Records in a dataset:
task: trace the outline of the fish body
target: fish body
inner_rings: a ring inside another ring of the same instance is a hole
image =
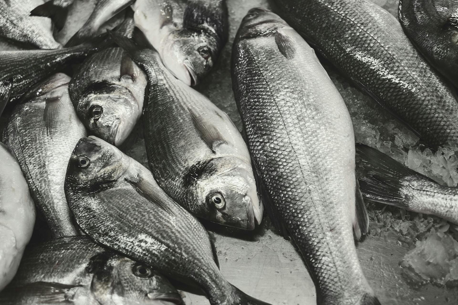
[[[93,134],[118,146],[143,111],[147,79],[120,48],[88,57],[70,82],[78,116]]]
[[[87,236],[53,239],[26,251],[4,305],[180,304],[180,294],[150,267]]]
[[[35,205],[17,160],[0,143],[0,291],[16,273],[32,236]],[[2,303],[3,304],[3,303]]]
[[[458,1],[403,0],[399,20],[425,58],[458,86]]]
[[[78,224],[98,242],[196,283],[212,305],[267,304],[224,279],[198,220],[115,147],[92,136],[82,139],[69,162],[65,193]]]
[[[0,51],[0,81],[12,83],[10,101],[17,100],[45,77],[105,45],[104,42],[56,50]]]
[[[458,140],[454,92],[394,16],[368,0],[278,3],[291,27],[429,145]]]
[[[45,27],[38,18],[29,16],[7,2],[0,1],[0,36],[40,48],[62,47],[53,37],[50,26]]]
[[[16,107],[4,134],[55,237],[78,234],[64,182],[71,152],[86,132],[70,101],[70,80],[58,74],[32,90]]]
[[[354,241],[352,225],[360,237],[368,219],[364,203],[355,205],[353,126],[338,91],[300,36],[263,9],[244,19],[232,54],[262,198],[304,256],[317,303],[379,304]]]
[[[367,199],[458,225],[458,189],[441,185],[377,150],[358,144],[356,152],[366,172],[360,177]]]
[[[138,50],[124,41],[148,76],[145,144],[159,186],[195,216],[254,229],[263,207],[250,154],[237,128],[208,98],[175,78],[158,52]]]
[[[136,25],[166,67],[190,86],[214,65],[228,38],[225,0],[137,0]]]

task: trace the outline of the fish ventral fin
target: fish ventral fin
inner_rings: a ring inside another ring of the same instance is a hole
[[[192,124],[199,137],[213,154],[215,147],[223,143],[227,144],[223,135],[214,125],[206,122],[202,116],[198,116],[191,109],[188,108]]]
[[[166,201],[170,202],[171,199],[165,194],[158,193],[157,190],[155,189],[155,187],[148,181],[141,177],[138,177],[135,181],[127,178],[125,180],[134,187],[139,194],[149,201],[156,204],[170,215],[175,215],[174,213],[166,203]]]
[[[356,185],[355,187],[355,198],[356,202],[355,207],[356,213],[354,221],[353,223],[353,230],[354,230],[355,237],[356,240],[360,241],[366,234],[369,229],[369,216],[367,214],[367,210],[366,205],[363,198],[363,195],[360,189],[360,184],[358,181],[358,177],[356,178]]]
[[[356,153],[367,175],[359,179],[363,195],[370,200],[404,209],[409,203],[401,192],[404,187],[401,180],[412,176],[431,181],[377,150],[356,144]]]
[[[278,32],[276,32],[275,43],[280,53],[287,59],[292,59],[296,54],[296,48],[294,47],[293,41],[288,36],[283,35]]]
[[[55,5],[52,0],[39,5],[30,12],[31,16],[48,17],[54,22],[57,30],[60,32],[65,25],[68,15],[68,8]]]
[[[59,128],[59,112],[60,107],[64,106],[60,96],[45,98],[45,105],[43,111],[43,120],[46,128],[46,135],[51,139]]]

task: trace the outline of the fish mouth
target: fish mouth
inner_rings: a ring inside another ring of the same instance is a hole
[[[113,121],[110,128],[110,133],[108,134],[108,138],[107,139],[107,142],[114,146],[116,146],[115,143],[116,136],[118,134],[118,129],[119,128],[119,124],[120,123],[121,119],[119,118]]]
[[[191,86],[195,86],[197,84],[197,77],[196,75],[196,72],[194,72],[192,64],[191,64],[189,60],[186,59],[183,63],[183,65],[189,75],[189,78],[191,80],[190,83],[188,84],[188,85]]]

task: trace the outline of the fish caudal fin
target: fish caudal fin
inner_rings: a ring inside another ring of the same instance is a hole
[[[360,143],[356,144],[356,153],[367,172],[359,179],[364,197],[399,208],[408,208],[408,203],[400,191],[404,187],[401,180],[409,176],[423,175],[377,150]]]
[[[68,8],[55,5],[53,4],[52,1],[48,1],[44,4],[38,5],[30,12],[31,16],[50,18],[59,31],[62,30],[65,25],[68,15]]]

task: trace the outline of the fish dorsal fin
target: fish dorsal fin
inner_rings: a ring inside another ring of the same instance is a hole
[[[211,123],[205,121],[202,116],[196,114],[192,109],[188,108],[192,124],[199,137],[204,141],[213,153],[216,153],[215,148],[220,144],[227,144],[219,131]]]
[[[363,198],[363,194],[361,193],[360,189],[360,184],[358,181],[358,177],[355,177],[356,185],[355,187],[354,193],[356,199],[356,213],[354,220],[353,221],[353,230],[354,230],[354,235],[356,240],[360,241],[364,236],[367,234],[369,229],[369,217],[367,214],[367,210],[366,205]]]
[[[280,53],[283,54],[286,59],[292,59],[294,58],[296,53],[296,48],[294,43],[291,38],[283,35],[278,32],[276,32],[274,36],[275,37],[275,43],[278,48]]]
[[[45,98],[46,104],[43,112],[43,120],[46,128],[46,135],[51,138],[59,128],[59,121],[61,108],[64,107],[61,96],[55,96]]]
[[[167,205],[167,203],[170,202],[171,199],[165,193],[163,193],[158,186],[155,187],[154,184],[152,184],[141,176],[138,176],[135,179],[126,178],[126,180],[134,187],[139,194],[149,201],[156,204],[171,215],[174,215],[174,213]]]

- Given request:
In everything from the first of the lines above down to and including the one containing "[[[136,25],[166,67],[190,86],[214,65],[228,38],[225,0],[137,0]]]", change "fish body" to "fish torso" and keep all else unchanged. Leave the pictures out of your answer.

- Solution to the exercise:
task: trace the outline of the fish torso
target: fish torso
inner_rings: a ring inside another ring of the same instance is a hole
image =
[[[93,134],[118,146],[143,111],[147,79],[120,48],[88,57],[70,82],[78,116]]]
[[[87,236],[53,239],[26,251],[4,305],[180,304],[180,294],[150,267]]]
[[[35,205],[17,160],[0,143],[0,291],[16,273],[32,236]],[[2,303],[3,304],[3,303]]]
[[[458,1],[403,0],[399,20],[425,58],[458,86]]]
[[[78,224],[98,242],[196,283],[212,305],[267,304],[224,279],[198,220],[115,147],[92,136],[82,139],[69,162],[65,193]]]
[[[0,51],[0,81],[12,83],[10,101],[17,100],[45,77],[105,45],[104,42],[56,50]]]
[[[458,140],[454,92],[394,16],[368,0],[278,3],[291,27],[429,145]]]
[[[45,27],[38,18],[29,16],[7,2],[0,1],[0,36],[40,48],[62,47],[53,37],[50,26]]]
[[[16,107],[4,134],[55,237],[78,234],[64,182],[71,152],[86,132],[70,101],[70,80],[58,74],[32,90]]]
[[[354,241],[352,225],[360,237],[368,219],[364,203],[355,205],[353,126],[338,91],[300,36],[263,9],[244,19],[232,54],[262,198],[304,256],[317,303],[379,304]]]
[[[367,199],[458,225],[458,189],[441,185],[377,150],[358,144],[356,152],[366,172],[360,177]]]
[[[138,50],[124,41],[148,76],[145,144],[159,186],[195,216],[254,229],[263,207],[250,154],[237,128],[208,98],[175,78],[158,52]]]
[[[136,25],[166,67],[190,86],[214,65],[228,38],[225,0],[137,0]]]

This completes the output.